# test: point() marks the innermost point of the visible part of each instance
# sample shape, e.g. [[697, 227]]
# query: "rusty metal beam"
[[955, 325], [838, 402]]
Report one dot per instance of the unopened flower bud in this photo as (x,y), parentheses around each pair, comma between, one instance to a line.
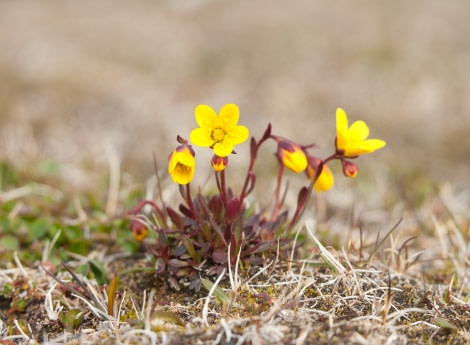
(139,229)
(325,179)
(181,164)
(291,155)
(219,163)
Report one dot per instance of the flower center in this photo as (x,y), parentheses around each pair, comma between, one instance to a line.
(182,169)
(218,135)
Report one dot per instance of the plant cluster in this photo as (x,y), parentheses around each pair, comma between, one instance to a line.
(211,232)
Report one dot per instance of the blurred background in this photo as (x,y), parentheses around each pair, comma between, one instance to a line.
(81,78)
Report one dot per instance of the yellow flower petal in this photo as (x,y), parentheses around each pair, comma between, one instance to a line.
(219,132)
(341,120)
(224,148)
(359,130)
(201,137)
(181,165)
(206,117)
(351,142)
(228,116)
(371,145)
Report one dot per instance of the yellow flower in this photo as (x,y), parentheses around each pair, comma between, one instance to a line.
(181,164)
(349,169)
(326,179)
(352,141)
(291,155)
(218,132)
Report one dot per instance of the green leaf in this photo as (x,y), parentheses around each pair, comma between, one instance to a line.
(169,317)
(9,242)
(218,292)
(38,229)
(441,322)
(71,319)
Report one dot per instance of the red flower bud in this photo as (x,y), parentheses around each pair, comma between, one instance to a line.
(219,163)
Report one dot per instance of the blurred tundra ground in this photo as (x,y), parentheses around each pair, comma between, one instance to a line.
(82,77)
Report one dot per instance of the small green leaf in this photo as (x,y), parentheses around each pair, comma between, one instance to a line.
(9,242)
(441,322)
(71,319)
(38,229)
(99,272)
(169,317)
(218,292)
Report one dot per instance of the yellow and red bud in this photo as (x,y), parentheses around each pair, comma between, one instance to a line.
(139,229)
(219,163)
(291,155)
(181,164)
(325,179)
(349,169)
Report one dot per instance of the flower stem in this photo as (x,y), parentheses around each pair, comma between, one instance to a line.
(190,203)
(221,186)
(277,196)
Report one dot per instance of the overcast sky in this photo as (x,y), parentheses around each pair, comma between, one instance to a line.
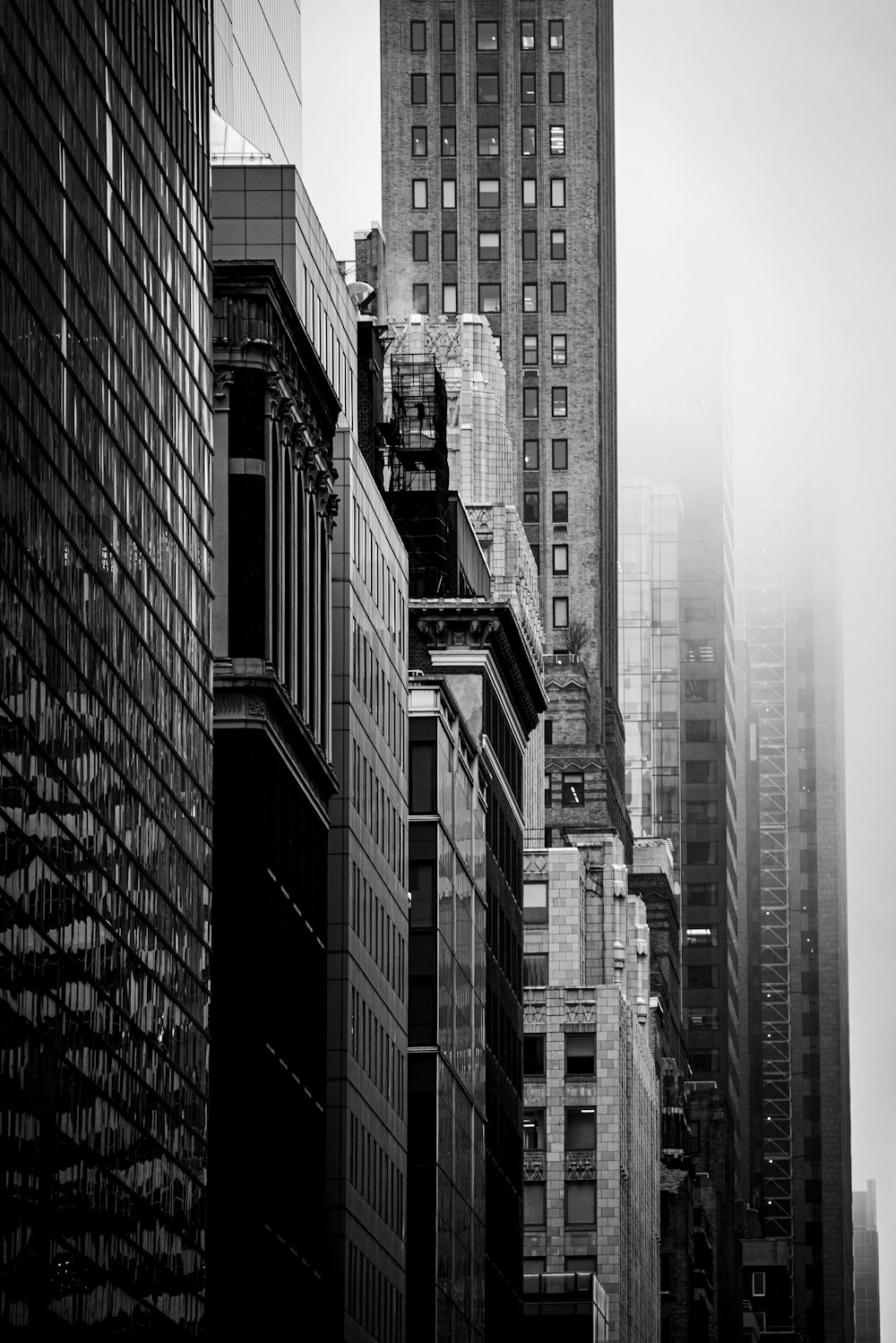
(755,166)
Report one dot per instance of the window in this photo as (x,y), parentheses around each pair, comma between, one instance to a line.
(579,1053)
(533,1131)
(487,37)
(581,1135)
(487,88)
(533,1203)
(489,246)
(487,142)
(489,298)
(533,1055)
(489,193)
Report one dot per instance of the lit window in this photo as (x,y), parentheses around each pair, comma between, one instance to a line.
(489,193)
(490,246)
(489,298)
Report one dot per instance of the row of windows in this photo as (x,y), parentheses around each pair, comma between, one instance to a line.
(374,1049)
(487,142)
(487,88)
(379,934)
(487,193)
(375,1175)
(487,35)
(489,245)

---

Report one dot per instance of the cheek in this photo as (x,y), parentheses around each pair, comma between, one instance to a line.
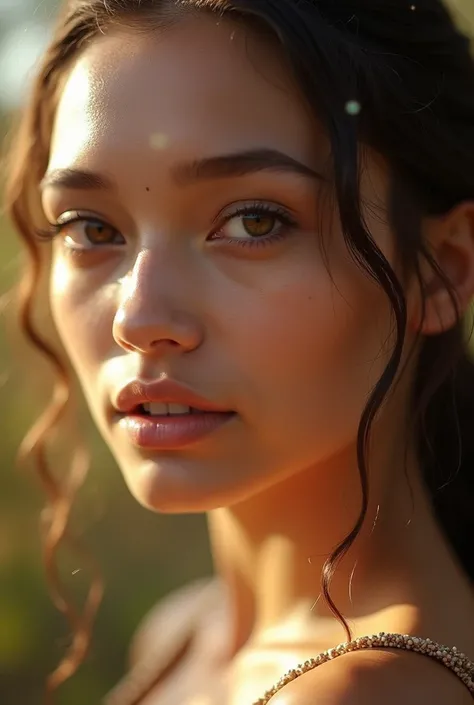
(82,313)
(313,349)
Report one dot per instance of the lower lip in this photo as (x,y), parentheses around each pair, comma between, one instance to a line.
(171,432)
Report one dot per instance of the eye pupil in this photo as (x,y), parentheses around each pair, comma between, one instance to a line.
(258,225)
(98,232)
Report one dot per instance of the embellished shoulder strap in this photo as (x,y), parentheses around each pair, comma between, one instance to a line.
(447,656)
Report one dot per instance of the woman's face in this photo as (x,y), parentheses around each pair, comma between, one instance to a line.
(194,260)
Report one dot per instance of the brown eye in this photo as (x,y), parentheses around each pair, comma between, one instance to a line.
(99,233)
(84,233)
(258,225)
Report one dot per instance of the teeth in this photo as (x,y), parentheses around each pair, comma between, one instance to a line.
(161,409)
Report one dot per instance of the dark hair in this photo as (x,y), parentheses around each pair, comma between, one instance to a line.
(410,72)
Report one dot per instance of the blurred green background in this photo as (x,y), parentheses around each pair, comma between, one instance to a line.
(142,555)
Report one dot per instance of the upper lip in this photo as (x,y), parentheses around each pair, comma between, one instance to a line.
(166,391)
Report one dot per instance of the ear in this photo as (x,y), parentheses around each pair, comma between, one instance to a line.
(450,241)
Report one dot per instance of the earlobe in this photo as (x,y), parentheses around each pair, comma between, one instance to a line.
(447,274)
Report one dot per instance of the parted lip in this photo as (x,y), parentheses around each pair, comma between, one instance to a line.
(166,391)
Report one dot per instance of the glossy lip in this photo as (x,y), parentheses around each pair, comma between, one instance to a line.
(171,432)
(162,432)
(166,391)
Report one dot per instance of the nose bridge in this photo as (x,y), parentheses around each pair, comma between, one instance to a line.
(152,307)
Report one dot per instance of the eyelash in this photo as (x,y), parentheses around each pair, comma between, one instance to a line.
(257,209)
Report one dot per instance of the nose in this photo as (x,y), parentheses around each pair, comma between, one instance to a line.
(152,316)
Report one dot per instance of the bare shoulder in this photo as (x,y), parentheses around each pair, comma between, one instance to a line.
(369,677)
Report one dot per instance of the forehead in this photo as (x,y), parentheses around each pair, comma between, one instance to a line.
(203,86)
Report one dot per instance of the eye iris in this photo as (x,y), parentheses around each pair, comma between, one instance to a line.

— What you need to do —
Above are the records; from them, give again exactly the lines from the one containing "Report one dot per instance of the glossy" through the one containing "Report one dot per instance of the eye iris", both included.

— Expected answer —
Report one dot per instance of the glossy lip in this photo as (x,y), parentheses around each pair, comma between, one instance to a line.
(171,432)
(162,432)
(166,391)
Report one dot per instance of the nose bridge in this photo as (x,y), parentheses around each pair, comma between, one instance to a line.
(152,307)
Report one dot per instance of the eyelash in this photo as (x,y), parentheses around each pair, comma between, one instance to a line.
(257,209)
Report one dot per instance of the nose in this photo as (x,y), parentheses around each pair, comma between, one instance to a line.
(152,316)
Report one dot per instance of the bare shoulder in this photo as (x,y), parentheses around each pair, comma between, one instance to a line.
(369,677)
Report one dot per instance of the forehead in this photo as (x,y), parentheses around each pair, comma between, one instance to a line.
(203,86)
Report one dot per instance of the eye iris in this photo as (x,y), parentheses around each pair, comma between, one instance to a line.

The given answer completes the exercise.